* WHAT IS NEEDED
Extract the line that contains "# test: for every instance of the forehead, mark" and every line after it to the end of the records below, exactly as written and nothing else.

* DATA RECORDS
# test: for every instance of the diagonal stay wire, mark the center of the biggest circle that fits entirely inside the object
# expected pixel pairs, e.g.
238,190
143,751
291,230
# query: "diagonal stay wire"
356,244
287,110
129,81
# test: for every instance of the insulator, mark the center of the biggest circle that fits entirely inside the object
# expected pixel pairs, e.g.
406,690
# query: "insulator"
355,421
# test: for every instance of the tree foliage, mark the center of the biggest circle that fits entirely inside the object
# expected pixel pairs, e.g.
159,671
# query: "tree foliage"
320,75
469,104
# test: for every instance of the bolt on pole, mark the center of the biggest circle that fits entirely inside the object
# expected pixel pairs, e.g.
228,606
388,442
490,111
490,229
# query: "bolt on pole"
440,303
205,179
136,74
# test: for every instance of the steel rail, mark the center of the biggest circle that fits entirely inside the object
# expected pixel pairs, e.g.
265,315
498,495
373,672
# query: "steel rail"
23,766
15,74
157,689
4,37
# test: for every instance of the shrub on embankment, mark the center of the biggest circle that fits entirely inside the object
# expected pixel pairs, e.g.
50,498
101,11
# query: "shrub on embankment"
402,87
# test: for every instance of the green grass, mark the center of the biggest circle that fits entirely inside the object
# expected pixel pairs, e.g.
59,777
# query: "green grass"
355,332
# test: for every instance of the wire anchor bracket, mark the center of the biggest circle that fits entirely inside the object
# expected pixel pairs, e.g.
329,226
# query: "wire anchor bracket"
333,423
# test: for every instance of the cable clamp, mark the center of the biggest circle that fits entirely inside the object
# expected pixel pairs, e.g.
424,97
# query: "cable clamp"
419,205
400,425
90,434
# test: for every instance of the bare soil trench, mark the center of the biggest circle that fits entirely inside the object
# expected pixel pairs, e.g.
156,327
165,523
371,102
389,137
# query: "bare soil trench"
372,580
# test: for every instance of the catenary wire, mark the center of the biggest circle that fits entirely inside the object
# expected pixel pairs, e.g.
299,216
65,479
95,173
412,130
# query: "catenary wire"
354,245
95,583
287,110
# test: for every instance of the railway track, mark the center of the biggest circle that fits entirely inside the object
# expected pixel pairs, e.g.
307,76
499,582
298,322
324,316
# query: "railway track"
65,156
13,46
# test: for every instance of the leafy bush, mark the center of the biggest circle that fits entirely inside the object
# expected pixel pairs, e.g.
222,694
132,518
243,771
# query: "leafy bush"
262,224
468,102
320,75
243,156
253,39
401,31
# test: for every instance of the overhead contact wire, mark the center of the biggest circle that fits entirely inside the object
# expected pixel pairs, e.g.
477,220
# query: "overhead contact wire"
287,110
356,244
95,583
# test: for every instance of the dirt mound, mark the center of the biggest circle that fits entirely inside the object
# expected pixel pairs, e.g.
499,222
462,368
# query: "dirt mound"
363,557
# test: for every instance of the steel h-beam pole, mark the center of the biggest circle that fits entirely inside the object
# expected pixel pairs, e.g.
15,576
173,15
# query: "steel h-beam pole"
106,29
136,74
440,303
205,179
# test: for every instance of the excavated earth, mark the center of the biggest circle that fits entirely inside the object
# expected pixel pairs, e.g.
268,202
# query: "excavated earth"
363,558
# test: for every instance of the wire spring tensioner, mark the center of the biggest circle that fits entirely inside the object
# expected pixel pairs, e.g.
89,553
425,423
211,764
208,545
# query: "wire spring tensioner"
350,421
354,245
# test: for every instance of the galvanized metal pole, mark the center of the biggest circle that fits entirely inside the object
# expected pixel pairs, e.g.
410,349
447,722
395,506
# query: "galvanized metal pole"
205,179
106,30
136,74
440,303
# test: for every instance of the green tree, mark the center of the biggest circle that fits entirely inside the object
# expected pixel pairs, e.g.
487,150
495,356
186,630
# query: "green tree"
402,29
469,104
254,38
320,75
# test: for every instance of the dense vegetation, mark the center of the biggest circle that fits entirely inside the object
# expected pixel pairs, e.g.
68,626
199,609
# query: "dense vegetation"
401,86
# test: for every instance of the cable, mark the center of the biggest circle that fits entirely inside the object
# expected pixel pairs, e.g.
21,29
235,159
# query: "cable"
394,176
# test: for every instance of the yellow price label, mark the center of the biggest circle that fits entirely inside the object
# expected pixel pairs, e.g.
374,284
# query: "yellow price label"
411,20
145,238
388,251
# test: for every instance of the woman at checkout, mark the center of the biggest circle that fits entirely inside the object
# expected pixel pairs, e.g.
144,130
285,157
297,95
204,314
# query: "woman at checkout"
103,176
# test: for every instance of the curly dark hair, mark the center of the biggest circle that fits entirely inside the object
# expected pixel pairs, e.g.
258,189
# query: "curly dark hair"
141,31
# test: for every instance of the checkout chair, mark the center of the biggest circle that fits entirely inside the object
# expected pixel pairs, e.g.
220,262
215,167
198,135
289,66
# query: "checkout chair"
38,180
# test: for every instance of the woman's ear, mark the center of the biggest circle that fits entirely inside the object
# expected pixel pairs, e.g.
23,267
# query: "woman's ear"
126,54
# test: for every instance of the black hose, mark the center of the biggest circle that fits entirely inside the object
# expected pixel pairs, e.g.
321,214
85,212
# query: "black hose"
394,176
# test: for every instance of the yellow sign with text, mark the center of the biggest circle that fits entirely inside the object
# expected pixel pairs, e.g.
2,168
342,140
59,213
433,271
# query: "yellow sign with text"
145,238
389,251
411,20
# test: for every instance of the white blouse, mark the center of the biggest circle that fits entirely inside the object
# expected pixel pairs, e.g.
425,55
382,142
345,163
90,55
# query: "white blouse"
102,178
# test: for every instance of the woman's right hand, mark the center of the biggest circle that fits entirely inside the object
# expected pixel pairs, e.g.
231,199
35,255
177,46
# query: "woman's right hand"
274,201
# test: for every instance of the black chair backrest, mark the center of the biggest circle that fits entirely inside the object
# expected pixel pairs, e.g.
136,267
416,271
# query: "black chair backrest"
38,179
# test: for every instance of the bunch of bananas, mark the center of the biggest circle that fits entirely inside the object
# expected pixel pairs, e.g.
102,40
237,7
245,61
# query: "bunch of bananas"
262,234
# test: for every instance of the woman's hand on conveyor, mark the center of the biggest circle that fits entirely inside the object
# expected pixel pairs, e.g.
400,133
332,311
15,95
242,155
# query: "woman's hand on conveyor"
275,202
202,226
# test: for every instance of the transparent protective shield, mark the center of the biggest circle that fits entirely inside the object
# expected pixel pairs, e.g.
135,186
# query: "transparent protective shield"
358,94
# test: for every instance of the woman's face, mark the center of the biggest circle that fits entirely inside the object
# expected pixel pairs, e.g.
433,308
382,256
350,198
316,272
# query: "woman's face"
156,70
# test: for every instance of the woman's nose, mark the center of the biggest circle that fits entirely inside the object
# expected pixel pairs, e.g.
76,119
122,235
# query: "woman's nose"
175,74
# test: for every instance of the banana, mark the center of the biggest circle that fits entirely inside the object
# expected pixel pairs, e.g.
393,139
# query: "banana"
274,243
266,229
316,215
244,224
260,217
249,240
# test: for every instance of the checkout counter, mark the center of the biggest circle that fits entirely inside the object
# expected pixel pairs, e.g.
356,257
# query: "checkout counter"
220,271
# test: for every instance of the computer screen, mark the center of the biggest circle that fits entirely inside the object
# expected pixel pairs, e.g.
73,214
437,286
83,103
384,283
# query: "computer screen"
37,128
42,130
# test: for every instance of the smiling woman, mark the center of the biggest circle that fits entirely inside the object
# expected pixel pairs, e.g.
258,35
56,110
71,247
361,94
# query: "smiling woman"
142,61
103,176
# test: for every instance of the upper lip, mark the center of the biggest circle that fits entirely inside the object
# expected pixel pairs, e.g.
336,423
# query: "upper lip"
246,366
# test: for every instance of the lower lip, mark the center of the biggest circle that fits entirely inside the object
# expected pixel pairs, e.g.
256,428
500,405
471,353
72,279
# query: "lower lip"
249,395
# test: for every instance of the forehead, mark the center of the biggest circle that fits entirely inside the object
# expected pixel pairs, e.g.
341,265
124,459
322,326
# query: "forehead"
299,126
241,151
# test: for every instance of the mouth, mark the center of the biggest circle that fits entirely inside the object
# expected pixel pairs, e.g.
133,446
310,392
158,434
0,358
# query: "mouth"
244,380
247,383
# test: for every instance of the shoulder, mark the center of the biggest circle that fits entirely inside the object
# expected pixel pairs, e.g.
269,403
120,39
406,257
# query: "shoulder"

* TASK ANSWER
# test: for every instance of the forehead, mark the center of the biggest circle that fits entirely inside the object
# expected pixel pairs, e.g.
341,265
124,459
322,326
# query: "forehead"
299,126
241,151
# test: for every instance of the mouth, mark the center of the biggest circle that fits entirely inside the object
# expected pixel pairs, e.g.
133,446
310,392
158,434
0,358
# query: "mouth"
244,380
247,383
# test: for every instance of the shoulder, mark the center of the biggest circle that fits entirely inside the object
# expected pixel pairs, e.g.
269,403
120,39
406,257
# query: "shoulder"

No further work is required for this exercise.